Dmitry,

Would using a loss-less format like TIFF be preferred?

(I'm going to give this a try but some of these steps might be a bit
more than I can handle...I'm not an image processing guru.)

-Dave

On Mon, Mar 14, 2011 at 5:23 PM, Dmitry Silaev <daemons2...@gmail.com> wrote:
> Ehmm, actually I thought a bit more and now I say no to deskewing. It
> can be detrimental to such poor quality images - they are almost
> binary ("almost" probably because of the JPEG compression algo) and
> low-res. As far as I see, you only can have binary images.
>
> Therefore we need to assume a skew of an input image to be always
> within some narrow range and modify all our following steps to work in
> a skewed coordinate system.
>
> Dmitry
>
> On Mar 14, 4:19 pm, David Hoffer <dhoff...@gmail.com> wrote:
>> Dmity,
>>
>> That would be great thanks for the offer, I'll attach two samples.

## Data entries
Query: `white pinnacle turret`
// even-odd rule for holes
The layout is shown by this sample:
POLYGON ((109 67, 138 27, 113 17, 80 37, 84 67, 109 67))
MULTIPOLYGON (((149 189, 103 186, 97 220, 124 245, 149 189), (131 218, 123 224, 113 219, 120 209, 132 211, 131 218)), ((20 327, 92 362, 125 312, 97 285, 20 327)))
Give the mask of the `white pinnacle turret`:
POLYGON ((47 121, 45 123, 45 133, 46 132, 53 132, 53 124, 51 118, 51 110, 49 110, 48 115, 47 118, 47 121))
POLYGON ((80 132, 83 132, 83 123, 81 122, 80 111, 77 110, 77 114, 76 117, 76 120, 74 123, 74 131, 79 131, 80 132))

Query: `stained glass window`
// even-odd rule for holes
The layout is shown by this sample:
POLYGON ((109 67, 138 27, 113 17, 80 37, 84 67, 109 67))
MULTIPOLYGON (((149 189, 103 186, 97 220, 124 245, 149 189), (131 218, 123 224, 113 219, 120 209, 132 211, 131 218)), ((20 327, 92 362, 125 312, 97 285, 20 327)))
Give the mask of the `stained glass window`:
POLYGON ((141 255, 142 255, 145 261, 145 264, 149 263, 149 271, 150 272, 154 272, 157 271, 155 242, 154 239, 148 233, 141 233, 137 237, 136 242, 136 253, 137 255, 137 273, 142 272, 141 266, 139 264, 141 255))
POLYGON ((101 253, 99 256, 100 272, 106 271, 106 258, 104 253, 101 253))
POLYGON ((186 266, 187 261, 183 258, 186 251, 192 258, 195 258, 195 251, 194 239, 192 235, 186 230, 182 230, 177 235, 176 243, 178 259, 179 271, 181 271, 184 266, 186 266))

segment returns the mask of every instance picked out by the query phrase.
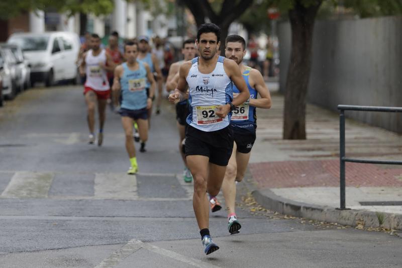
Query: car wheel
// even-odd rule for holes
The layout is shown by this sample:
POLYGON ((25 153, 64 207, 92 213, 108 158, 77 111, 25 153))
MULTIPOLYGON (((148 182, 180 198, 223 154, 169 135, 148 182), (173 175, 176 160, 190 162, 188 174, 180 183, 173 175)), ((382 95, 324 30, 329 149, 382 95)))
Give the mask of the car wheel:
POLYGON ((45 85, 48 87, 52 86, 53 84, 54 84, 54 75, 53 74, 53 69, 51 69, 49 71, 49 73, 47 74, 45 85))
POLYGON ((11 92, 10 92, 10 94, 5 96, 5 97, 7 100, 14 100, 16 98, 16 95, 17 95, 17 85, 16 85, 15 82, 12 82, 10 86, 11 86, 11 92))

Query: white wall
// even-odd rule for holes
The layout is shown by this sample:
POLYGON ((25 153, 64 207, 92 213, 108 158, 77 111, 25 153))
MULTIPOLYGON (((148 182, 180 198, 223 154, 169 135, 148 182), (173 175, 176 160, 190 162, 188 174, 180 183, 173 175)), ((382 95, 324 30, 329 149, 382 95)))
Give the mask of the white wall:
POLYGON ((29 14, 29 31, 32 33, 45 32, 45 12, 42 11, 31 12, 29 14))

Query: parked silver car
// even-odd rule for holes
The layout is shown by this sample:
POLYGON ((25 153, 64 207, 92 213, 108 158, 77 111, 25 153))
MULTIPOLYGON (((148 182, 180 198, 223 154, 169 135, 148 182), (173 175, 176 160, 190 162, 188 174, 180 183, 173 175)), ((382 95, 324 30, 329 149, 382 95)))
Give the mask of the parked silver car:
POLYGON ((18 92, 18 82, 20 79, 17 60, 9 48, 0 47, 0 72, 3 78, 3 95, 12 100, 18 92))
POLYGON ((9 48, 11 50, 17 61, 18 72, 20 74, 17 86, 21 91, 27 89, 31 86, 31 68, 28 61, 23 54, 21 47, 16 44, 7 43, 0 44, 0 47, 9 48))

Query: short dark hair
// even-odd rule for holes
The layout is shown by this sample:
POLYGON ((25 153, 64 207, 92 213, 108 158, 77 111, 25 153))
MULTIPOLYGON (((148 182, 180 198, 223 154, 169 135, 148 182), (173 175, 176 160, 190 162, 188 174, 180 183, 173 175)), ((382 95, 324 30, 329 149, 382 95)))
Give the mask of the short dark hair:
POLYGON ((226 37, 225 46, 227 46, 228 43, 229 42, 238 42, 239 43, 241 43, 242 45, 243 46, 243 50, 244 50, 246 49, 246 40, 245 40, 244 38, 240 35, 238 35, 237 34, 228 35, 228 37, 226 37))
POLYGON ((91 37, 93 37, 93 38, 97 38, 98 39, 100 39, 100 37, 97 35, 97 34, 92 34, 91 35, 91 37))
POLYGON ((137 46, 137 49, 138 49, 138 44, 136 42, 132 41, 128 41, 124 43, 124 52, 126 52, 126 46, 137 46))
POLYGON ((197 40, 199 42, 199 37, 201 34, 206 33, 214 33, 217 36, 217 42, 219 43, 221 40, 221 28, 216 24, 213 23, 205 23, 202 24, 198 28, 197 33, 197 40))
POLYGON ((184 42, 183 42, 183 47, 182 48, 184 48, 184 46, 185 46, 186 44, 193 44, 195 42, 195 40, 194 39, 187 39, 184 42))

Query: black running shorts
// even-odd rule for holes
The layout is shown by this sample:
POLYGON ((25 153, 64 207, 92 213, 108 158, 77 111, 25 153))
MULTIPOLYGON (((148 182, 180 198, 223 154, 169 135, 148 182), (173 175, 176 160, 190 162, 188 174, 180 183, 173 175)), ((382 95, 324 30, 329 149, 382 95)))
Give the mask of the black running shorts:
POLYGON ((236 151, 242 153, 248 153, 251 151, 255 141, 255 131, 242 131, 239 128, 233 127, 233 136, 237 146, 236 151))
POLYGON ((230 126, 207 132, 188 125, 185 133, 185 155, 204 155, 218 165, 228 165, 233 150, 233 133, 230 126))
POLYGON ((180 103, 176 105, 176 119, 179 124, 182 126, 185 126, 186 119, 188 114, 190 113, 190 111, 188 109, 188 102, 186 102, 185 103, 181 104, 180 103))

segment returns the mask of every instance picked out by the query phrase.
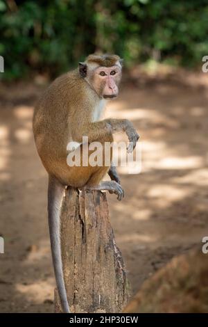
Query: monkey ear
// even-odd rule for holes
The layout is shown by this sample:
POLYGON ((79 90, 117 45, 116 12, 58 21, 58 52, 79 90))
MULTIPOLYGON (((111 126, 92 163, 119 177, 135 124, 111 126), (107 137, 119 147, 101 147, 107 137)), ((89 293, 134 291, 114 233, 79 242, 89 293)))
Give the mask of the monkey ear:
POLYGON ((121 64, 121 66, 123 67, 123 59, 119 59, 119 63, 121 64))
POLYGON ((85 63, 79 63, 79 72, 81 77, 86 77, 87 65, 85 63))

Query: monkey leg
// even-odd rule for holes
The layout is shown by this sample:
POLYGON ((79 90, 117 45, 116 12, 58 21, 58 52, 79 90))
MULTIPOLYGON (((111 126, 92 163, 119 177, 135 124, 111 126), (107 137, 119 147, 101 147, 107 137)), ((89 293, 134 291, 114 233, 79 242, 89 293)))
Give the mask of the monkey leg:
POLYGON ((121 201, 124 196, 124 191, 121 185, 115 181, 107 181, 101 182, 98 185, 95 186, 87 186, 86 185, 83 190, 100 190, 100 191, 108 191, 111 193, 116 194, 117 199, 121 201))
POLYGON ((117 170, 116 170, 115 166, 111 166, 107 173, 112 180, 114 180, 117 183, 121 184, 121 180, 118 175, 117 170))

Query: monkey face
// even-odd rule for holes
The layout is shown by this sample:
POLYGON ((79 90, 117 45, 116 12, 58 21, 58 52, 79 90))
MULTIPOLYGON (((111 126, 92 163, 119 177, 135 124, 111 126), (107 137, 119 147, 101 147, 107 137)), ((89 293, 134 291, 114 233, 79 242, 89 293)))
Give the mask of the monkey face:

## Objective
Pick up the email thread about deskewing low-quality scanned images where it stops, and write the next part of the quoted message.

## Written response
>>
>> These two are good examples of the range of quality.  What I need to
>> do is extract cell data for processing.  I can generate these in any
>> image format, tiff, jpeg if one should be preferred.
>>
>> Best regards,
>> -Dave
>>
>> On Mon, Mar 14, 2011 at 11:07 AM, Dmitry Silaev <daemons2...@gmail.com> 
>> wrote:
>> > I suspect, this paper is a sledgehammer for a nut. It's quite
>> > universal and elaborated. Usually it may take a great deal of time to
>> > implement and debug it. Your images might require much simplier
>> > methods.
>>
>> > I always say the same thing: send your sample images and the community
>> > will try to help.
>>
>> > Warm regards,
>> > Dmitry Silaev
>>
>> > On Mon, Mar 14, 2011 at 8:23 AM, David Hoffer <dhoff...@gmail.com> wrote:
>> >> Hi Vicky,
>>
>> >> Can you tell me more about this paper?  It looks like this is not a
>> >> free document so I can't just read it to see if it would solve the
>> >> problem I have.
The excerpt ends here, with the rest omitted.